┌──

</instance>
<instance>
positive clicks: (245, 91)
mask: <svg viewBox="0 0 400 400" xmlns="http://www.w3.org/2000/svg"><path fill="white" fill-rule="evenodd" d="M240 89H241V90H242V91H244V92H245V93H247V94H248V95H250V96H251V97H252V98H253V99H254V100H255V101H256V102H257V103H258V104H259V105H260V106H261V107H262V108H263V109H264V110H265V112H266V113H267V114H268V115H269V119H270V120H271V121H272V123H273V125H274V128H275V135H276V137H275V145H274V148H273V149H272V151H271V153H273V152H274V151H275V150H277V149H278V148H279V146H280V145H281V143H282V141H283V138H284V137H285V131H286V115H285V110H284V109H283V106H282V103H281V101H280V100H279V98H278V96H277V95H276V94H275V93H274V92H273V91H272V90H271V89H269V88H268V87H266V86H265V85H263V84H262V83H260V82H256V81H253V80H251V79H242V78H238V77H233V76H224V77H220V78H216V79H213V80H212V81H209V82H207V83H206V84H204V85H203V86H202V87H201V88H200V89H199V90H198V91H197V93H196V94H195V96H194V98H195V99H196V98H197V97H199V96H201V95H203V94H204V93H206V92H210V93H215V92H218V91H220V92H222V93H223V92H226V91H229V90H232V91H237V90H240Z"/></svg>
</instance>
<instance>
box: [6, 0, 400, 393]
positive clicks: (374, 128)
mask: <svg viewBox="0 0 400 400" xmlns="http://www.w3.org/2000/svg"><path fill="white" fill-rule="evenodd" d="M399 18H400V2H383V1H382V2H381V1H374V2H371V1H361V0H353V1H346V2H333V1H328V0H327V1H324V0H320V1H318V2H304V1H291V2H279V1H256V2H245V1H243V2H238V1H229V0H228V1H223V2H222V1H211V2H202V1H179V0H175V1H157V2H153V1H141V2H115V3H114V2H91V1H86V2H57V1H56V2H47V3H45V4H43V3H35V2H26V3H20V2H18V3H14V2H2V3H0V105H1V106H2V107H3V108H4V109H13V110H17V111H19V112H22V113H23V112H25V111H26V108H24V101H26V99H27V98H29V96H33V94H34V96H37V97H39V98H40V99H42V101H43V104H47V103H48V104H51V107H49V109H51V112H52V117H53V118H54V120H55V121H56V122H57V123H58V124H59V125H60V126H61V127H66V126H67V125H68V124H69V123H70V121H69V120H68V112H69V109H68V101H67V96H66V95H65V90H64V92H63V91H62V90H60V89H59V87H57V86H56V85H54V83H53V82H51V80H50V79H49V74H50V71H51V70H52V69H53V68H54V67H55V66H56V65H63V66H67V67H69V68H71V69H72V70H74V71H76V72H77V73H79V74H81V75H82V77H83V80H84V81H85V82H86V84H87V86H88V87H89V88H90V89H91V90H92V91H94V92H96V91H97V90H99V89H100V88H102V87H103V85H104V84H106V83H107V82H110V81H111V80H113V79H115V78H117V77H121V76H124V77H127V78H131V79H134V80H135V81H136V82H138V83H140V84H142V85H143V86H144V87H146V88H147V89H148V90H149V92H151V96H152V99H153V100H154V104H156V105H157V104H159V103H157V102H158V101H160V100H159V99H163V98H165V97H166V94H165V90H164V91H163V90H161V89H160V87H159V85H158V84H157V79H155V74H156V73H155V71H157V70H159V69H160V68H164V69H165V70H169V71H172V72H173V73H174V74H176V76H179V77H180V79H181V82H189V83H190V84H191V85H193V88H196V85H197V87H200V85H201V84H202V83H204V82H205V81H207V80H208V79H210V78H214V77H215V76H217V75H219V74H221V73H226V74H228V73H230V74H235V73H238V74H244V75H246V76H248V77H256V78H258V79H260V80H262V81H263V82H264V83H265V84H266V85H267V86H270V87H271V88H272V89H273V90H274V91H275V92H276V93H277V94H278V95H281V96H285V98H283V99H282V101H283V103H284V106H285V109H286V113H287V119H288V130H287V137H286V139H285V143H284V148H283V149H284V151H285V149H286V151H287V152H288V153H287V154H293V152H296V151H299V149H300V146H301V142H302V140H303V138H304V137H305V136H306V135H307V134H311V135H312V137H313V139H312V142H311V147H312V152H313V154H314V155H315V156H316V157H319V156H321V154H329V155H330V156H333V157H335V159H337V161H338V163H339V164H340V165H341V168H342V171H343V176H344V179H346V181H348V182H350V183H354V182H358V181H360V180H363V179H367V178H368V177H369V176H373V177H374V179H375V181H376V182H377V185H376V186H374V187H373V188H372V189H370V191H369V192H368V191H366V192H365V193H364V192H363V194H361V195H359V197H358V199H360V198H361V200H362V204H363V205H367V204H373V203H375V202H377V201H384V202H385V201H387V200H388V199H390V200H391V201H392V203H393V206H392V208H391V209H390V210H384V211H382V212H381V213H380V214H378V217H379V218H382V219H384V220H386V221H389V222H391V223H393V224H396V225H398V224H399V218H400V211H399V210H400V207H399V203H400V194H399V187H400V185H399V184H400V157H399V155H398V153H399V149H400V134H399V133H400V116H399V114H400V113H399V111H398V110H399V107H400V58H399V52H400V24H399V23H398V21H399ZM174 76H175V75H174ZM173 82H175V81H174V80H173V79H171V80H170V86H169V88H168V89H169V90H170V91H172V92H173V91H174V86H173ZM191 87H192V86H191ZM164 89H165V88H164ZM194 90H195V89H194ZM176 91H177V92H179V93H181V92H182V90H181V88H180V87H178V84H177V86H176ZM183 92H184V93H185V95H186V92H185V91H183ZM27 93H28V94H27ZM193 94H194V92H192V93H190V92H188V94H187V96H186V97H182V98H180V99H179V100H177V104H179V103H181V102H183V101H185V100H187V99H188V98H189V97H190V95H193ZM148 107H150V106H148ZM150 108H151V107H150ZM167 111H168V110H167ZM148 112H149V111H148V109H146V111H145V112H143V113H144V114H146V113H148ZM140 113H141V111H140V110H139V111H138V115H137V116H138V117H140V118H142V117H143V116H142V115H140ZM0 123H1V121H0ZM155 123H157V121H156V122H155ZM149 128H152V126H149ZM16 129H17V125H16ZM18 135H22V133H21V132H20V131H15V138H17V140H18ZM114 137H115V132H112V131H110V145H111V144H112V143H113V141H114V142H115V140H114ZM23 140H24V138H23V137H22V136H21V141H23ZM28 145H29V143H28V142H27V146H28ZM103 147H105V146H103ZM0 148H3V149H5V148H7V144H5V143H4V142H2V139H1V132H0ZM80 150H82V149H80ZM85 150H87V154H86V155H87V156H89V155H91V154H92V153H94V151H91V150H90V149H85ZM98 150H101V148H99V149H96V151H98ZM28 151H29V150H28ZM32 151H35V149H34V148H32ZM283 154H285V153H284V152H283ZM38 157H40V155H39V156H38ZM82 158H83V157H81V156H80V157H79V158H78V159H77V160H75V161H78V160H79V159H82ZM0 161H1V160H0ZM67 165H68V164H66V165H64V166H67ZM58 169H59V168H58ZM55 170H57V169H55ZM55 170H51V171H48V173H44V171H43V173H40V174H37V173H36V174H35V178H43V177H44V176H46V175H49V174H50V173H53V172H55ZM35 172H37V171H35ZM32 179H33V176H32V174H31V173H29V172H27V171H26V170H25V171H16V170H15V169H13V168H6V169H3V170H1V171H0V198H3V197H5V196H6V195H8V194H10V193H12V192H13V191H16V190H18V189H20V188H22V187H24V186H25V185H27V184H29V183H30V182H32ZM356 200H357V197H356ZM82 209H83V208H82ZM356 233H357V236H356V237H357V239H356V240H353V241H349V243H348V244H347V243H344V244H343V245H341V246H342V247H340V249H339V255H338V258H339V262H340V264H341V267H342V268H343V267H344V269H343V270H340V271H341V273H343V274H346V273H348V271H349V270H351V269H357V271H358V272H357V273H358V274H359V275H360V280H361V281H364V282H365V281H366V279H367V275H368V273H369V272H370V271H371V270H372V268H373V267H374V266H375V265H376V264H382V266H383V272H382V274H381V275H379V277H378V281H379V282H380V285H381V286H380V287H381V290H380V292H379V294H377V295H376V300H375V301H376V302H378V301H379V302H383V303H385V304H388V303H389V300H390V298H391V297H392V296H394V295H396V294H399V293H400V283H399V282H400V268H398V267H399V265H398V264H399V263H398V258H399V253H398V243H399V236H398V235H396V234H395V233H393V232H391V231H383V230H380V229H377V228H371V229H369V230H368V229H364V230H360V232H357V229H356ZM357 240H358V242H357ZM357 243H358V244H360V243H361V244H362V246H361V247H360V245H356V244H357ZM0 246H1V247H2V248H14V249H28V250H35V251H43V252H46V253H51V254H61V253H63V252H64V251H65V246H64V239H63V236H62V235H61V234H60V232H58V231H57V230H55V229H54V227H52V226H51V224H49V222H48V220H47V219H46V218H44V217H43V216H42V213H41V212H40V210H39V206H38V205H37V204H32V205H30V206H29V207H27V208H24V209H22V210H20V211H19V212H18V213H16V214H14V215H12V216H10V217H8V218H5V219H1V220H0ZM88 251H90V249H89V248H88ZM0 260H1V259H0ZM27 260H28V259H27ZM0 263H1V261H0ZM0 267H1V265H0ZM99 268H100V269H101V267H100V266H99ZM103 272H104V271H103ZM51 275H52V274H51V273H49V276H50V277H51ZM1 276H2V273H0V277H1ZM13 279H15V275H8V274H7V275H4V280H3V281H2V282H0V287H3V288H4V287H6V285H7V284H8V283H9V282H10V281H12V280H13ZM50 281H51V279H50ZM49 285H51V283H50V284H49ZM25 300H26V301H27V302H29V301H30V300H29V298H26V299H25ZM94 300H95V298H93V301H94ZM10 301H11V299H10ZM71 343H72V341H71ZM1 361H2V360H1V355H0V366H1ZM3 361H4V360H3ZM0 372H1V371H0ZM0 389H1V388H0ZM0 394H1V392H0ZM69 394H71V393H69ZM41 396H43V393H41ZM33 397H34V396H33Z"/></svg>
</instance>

└──

## What to do
Return every line of the records in which the word "positive" is found.

## Response
positive clicks: (245, 91)
positive clicks: (374, 128)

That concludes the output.